◆ **Zu erledigende Aufgabe**
Fasse im zitierten Text den Absatz „Unterwegs in der Bergmannstraße“ als knappe Stichpunktliste zusammen. Alle wesentlichen Fakten müssen erhalten bleiben.

◆ **Zitierter Text**
= = =
Schlagwort-Archive: Berlin

Zieh Leine!

Unterwegs in der Bergmannstraße. „Tiefstes Kreuzberg“. Hier tobt das Leben, und immer wieder fasziniert mich das. Vor mir auf dem Bürgersteig steht ein junger Mann um die 30. Der dünne Kerl hält eine rote Rose in der Hand und schaut verzweifelt an dem Haus hoch, vor dem er steht. Er macht mich neugierig. Ich bleibe stehen und schaue ebenfalls an der Häuserfassage hoch.

Mein Blick bleibt an einem rothaarigen Mädchen mit traumhafter Mähne haften, das aus einem der Fenster schaut. Sie macht ein missmutiges Gesicht. Das steht ihr gar nicht. Oh oh, ich ahne es: Diese Situation hier bedeutet Stress. Langsam und unauffällig bewege ich mich weiter.
= = =
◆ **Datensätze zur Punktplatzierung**
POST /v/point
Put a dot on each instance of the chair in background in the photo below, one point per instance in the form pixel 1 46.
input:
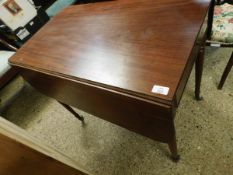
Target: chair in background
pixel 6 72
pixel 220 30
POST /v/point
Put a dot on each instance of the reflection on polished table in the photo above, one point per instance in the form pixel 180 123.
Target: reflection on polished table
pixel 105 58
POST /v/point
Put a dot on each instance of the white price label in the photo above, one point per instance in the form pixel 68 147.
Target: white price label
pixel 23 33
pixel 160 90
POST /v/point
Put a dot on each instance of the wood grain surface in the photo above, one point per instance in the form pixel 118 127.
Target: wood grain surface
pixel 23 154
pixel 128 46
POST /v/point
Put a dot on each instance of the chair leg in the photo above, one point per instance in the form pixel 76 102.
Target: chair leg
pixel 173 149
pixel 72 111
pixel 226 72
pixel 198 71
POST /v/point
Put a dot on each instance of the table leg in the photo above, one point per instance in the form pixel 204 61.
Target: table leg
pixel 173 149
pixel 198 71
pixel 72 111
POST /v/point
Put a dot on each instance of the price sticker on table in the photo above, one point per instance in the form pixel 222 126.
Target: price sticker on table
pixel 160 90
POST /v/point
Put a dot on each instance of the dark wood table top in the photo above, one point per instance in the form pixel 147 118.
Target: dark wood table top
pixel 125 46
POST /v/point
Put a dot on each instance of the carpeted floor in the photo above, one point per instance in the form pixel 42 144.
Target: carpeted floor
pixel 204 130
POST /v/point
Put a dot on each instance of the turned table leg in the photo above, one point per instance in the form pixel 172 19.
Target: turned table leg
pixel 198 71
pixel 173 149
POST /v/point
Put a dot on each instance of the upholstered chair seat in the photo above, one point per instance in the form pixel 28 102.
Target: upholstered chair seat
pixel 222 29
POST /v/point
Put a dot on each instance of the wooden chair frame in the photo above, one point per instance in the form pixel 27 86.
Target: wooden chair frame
= = =
◆ **Lösung**
- Ort: Bergmannstraße, „tiefstes Kreuzberg“; dort tobt das Leben, was mich immer wieder fasziniert.
- Auf dem Bürgersteig steht ein dünner junger Mann um die 30 mit einer roten Rose in der Hand.
- Er schaut verzweifelt an dem Haus hoch, vor dem er steht.
- Neugierig bleibe ich stehen und schaue ebenfalls an der Fassade hoch.